### What you need to do
Reproduce exactly the final portion of the data: every line from the one containing "Where can you spot the dark fox" through the last line, inclusive.
── Material provided
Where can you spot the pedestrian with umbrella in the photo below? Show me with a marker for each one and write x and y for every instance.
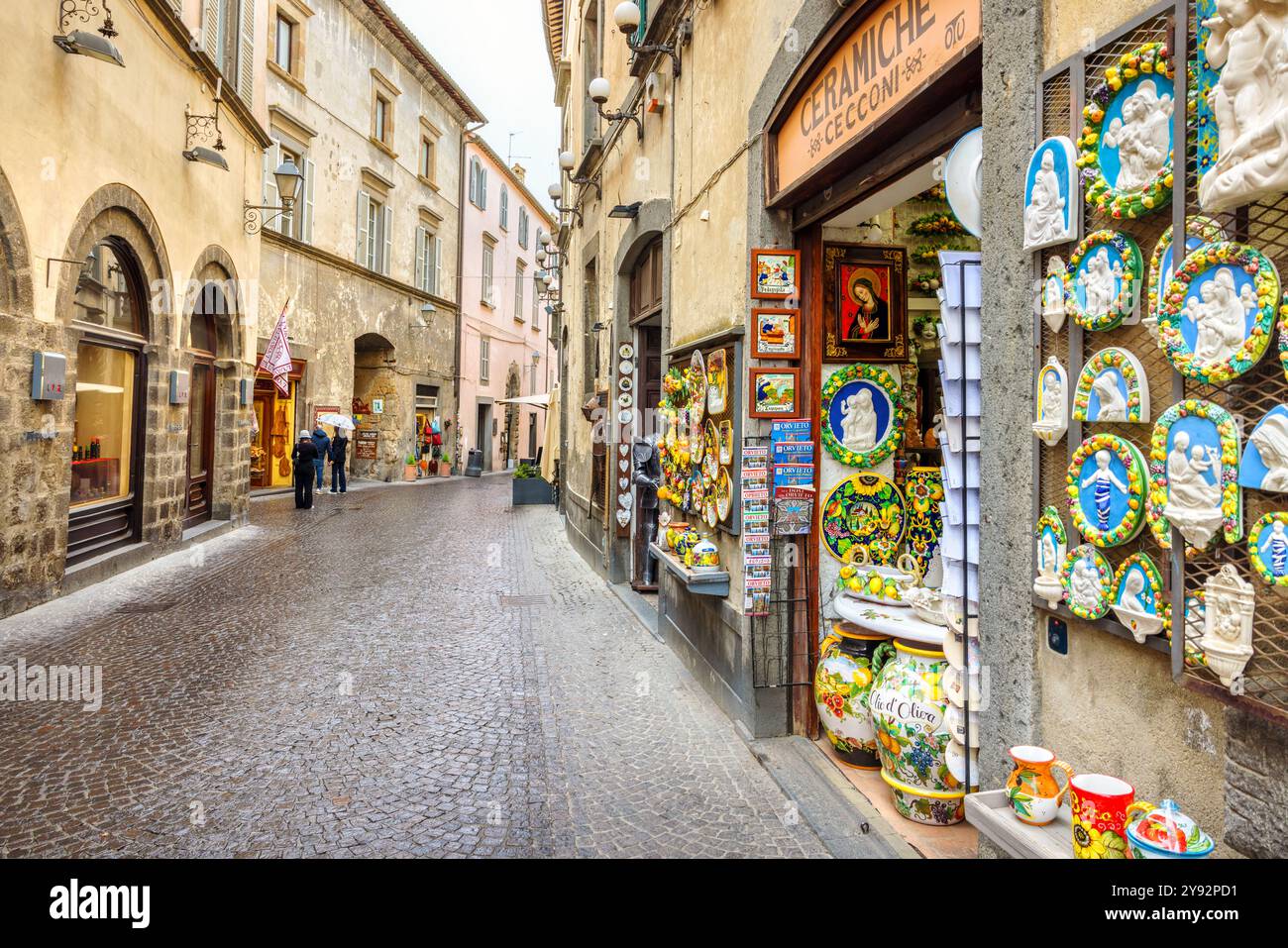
(339, 453)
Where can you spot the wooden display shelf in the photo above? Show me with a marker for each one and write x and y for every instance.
(991, 813)
(706, 583)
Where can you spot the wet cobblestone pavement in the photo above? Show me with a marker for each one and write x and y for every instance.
(404, 670)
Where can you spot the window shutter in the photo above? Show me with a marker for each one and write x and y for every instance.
(420, 258)
(307, 223)
(387, 222)
(246, 54)
(364, 207)
(210, 29)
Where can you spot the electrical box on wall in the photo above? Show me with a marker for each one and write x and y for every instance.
(48, 376)
(179, 384)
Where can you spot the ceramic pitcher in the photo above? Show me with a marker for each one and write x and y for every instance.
(848, 665)
(1031, 789)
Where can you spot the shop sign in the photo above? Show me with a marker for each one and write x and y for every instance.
(365, 442)
(894, 52)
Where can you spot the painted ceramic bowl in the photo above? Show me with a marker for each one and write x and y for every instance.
(1164, 832)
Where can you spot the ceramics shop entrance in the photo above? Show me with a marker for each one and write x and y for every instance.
(857, 153)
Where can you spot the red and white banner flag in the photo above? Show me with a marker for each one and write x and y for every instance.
(277, 355)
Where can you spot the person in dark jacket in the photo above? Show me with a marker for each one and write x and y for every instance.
(323, 445)
(339, 454)
(305, 455)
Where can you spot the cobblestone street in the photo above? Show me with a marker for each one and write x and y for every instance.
(404, 670)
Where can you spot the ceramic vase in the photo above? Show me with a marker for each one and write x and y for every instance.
(848, 668)
(909, 714)
(1031, 789)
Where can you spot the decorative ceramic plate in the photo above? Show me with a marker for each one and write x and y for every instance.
(1107, 489)
(863, 415)
(1126, 145)
(724, 493)
(1100, 283)
(1219, 314)
(864, 510)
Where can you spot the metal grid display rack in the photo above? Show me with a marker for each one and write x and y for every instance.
(1064, 89)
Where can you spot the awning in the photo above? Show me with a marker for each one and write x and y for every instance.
(539, 401)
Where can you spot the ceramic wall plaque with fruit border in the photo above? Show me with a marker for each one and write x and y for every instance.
(1220, 309)
(1194, 475)
(863, 415)
(1126, 145)
(1112, 386)
(1106, 485)
(1087, 582)
(1102, 279)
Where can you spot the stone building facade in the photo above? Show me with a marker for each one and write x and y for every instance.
(370, 260)
(505, 329)
(130, 263)
(695, 178)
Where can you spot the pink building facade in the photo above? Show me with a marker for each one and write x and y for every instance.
(505, 340)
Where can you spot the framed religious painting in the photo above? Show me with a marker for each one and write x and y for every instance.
(774, 393)
(864, 303)
(774, 273)
(776, 334)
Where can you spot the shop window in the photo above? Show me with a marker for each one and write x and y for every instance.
(102, 441)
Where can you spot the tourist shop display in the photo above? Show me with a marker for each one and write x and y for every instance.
(1051, 548)
(1112, 386)
(863, 415)
(1102, 279)
(849, 662)
(1126, 143)
(1031, 789)
(1051, 401)
(1219, 313)
(1194, 475)
(1051, 201)
(1263, 466)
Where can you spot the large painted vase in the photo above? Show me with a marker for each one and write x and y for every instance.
(848, 668)
(909, 712)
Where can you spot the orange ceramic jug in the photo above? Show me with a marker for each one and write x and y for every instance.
(1031, 789)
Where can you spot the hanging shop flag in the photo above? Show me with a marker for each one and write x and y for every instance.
(277, 355)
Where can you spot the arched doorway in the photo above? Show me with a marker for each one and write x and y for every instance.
(107, 440)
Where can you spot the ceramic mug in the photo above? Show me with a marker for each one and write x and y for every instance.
(1099, 804)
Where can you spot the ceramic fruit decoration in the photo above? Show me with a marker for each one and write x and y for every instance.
(1099, 807)
(1112, 386)
(1138, 600)
(846, 670)
(1106, 484)
(909, 708)
(1100, 283)
(1052, 402)
(1087, 582)
(1194, 475)
(863, 415)
(1219, 313)
(1164, 832)
(1052, 544)
(1031, 789)
(1126, 143)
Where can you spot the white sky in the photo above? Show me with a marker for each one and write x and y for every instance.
(496, 52)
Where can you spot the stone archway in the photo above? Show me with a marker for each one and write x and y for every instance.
(376, 399)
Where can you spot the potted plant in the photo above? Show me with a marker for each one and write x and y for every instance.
(528, 487)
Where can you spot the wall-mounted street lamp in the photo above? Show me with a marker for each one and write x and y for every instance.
(627, 18)
(80, 43)
(555, 193)
(567, 162)
(599, 91)
(288, 179)
(202, 128)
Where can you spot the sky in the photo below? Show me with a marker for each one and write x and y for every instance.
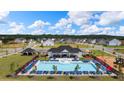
(62, 22)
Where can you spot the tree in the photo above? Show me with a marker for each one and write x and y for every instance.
(97, 68)
(77, 67)
(12, 67)
(55, 68)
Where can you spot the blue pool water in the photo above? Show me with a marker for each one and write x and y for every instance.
(48, 66)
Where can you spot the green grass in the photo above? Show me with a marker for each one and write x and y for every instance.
(120, 50)
(5, 64)
(100, 53)
(114, 46)
(20, 45)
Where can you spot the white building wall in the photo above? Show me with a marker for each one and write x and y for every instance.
(114, 42)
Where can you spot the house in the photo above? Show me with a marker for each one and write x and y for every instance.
(48, 42)
(65, 52)
(114, 42)
(20, 40)
(29, 51)
(93, 41)
(1, 42)
(101, 41)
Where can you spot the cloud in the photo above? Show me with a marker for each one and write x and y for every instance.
(94, 29)
(39, 24)
(38, 31)
(120, 32)
(15, 28)
(74, 18)
(80, 18)
(107, 18)
(61, 24)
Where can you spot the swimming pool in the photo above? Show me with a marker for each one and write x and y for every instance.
(48, 66)
(85, 67)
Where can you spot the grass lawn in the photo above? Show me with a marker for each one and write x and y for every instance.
(1, 51)
(21, 45)
(5, 64)
(64, 78)
(100, 53)
(120, 50)
(114, 46)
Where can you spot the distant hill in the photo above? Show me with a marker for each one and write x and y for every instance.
(12, 37)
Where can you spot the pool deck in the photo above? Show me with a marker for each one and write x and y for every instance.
(69, 74)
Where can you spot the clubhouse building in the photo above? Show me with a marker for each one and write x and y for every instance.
(64, 52)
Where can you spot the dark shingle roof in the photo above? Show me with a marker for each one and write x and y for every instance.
(29, 50)
(61, 48)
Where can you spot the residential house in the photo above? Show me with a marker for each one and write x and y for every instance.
(114, 42)
(29, 51)
(101, 41)
(20, 40)
(48, 42)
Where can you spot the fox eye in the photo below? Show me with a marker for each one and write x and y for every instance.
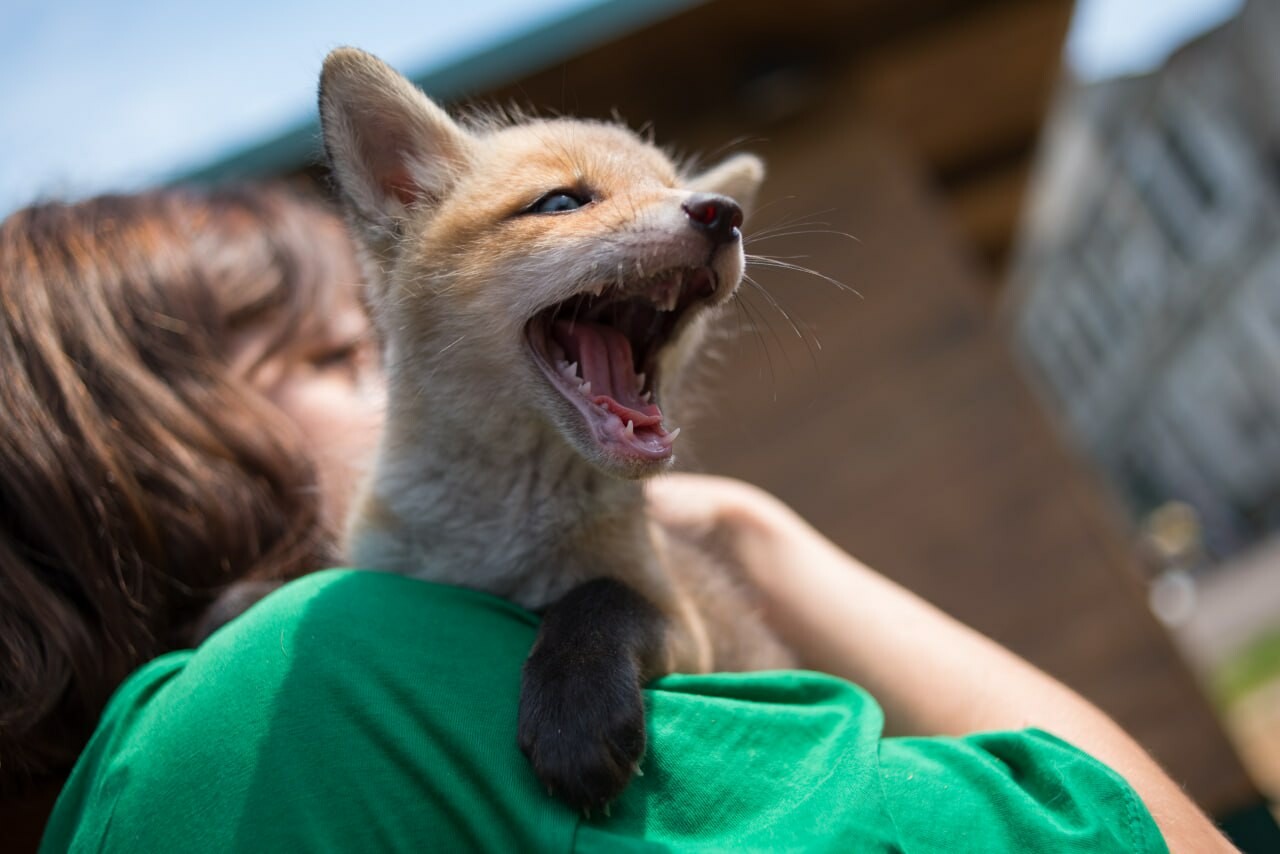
(558, 201)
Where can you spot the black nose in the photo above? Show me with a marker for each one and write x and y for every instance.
(718, 217)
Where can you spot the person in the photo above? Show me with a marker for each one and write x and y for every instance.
(161, 355)
(360, 711)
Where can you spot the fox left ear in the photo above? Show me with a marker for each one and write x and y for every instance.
(391, 146)
(739, 178)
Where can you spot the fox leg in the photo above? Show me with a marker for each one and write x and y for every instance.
(581, 712)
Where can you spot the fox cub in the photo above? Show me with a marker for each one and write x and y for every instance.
(538, 287)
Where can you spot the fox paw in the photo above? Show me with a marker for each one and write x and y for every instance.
(583, 727)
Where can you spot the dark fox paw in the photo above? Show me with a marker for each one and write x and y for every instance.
(583, 726)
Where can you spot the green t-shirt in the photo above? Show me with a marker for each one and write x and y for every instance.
(361, 712)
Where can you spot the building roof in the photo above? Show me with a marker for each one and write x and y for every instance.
(501, 62)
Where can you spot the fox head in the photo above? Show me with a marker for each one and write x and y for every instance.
(535, 270)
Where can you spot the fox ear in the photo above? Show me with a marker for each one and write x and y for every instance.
(391, 147)
(739, 178)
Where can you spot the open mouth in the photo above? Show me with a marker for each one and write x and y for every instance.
(600, 350)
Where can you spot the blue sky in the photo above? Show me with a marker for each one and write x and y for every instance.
(101, 96)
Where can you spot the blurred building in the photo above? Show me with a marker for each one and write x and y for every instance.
(1147, 287)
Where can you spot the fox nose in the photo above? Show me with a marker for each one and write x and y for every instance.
(718, 217)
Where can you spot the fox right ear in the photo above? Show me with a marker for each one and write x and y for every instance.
(391, 147)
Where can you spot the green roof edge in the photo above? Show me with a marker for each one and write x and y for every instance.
(489, 67)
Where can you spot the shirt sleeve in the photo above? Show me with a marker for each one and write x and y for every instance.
(1009, 791)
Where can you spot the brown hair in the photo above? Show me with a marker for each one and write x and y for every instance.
(140, 475)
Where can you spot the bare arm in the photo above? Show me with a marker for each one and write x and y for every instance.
(931, 674)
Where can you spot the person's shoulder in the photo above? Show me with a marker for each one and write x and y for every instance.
(347, 711)
(1010, 791)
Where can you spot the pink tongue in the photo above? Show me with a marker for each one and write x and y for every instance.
────
### Finished task
Where can you spot the dark fox paw in the photo above? Show me with a marker for each one and write x and y for every instance.
(583, 726)
Where can you spot the green t-shirt in the photo above? Show me with a marker for each one and write x and y for every instance.
(361, 712)
Where can you spot the building roof in the photo above? Show me with a marker for each one and write x and y for every instance.
(501, 62)
Where can you spot the fox head in the photo above? Show me with a marker for each one and write x and y for every instance.
(535, 270)
Where can you spot the fox ear in the photo above? Show me with a marker for each one and write x and y for every instance.
(391, 147)
(739, 178)
Where can you spot the open mouth in the photo above? Show me with a marker for each one and write x and y for every instance.
(600, 350)
Where can you spot the blue sky in the photo above? Show me with a marker for each one and write x and y for every instance.
(101, 96)
Where can you spot the blurred building in the photo above? Show me with a marker for each one and write x and y for every instance.
(1147, 287)
Where can you spot the fox nose in the photo above? Show me with a marker for each one and write x and y for every instance.
(718, 217)
Where can you spot the fox right ear in the photo above? Show me with a marker for each one and write x and y for every instance.
(391, 147)
Where can you spot the green roof edge in the photo above? Show me with a marker for each one and write x and y for every instance.
(489, 67)
Where can you spot the shirt sleeve in the photo above? Show me with a marker for each one and write x and y for every instance.
(1009, 791)
Where can you spot the brown hair in the photo above? Show me with a marker for each one and write x and y for every instance.
(140, 475)
Where can you spot the bare arm in the photo above? Show me with a marker for each one and write x and y for every instance.
(931, 674)
Where can you spot the person's shoulder in the photo above? Show me with a marker for each one and write x and y for every instance.
(347, 711)
(1010, 791)
Where can you spot the pink tongue in the photo above? Show me with a marker for each one and write x and y for every instance.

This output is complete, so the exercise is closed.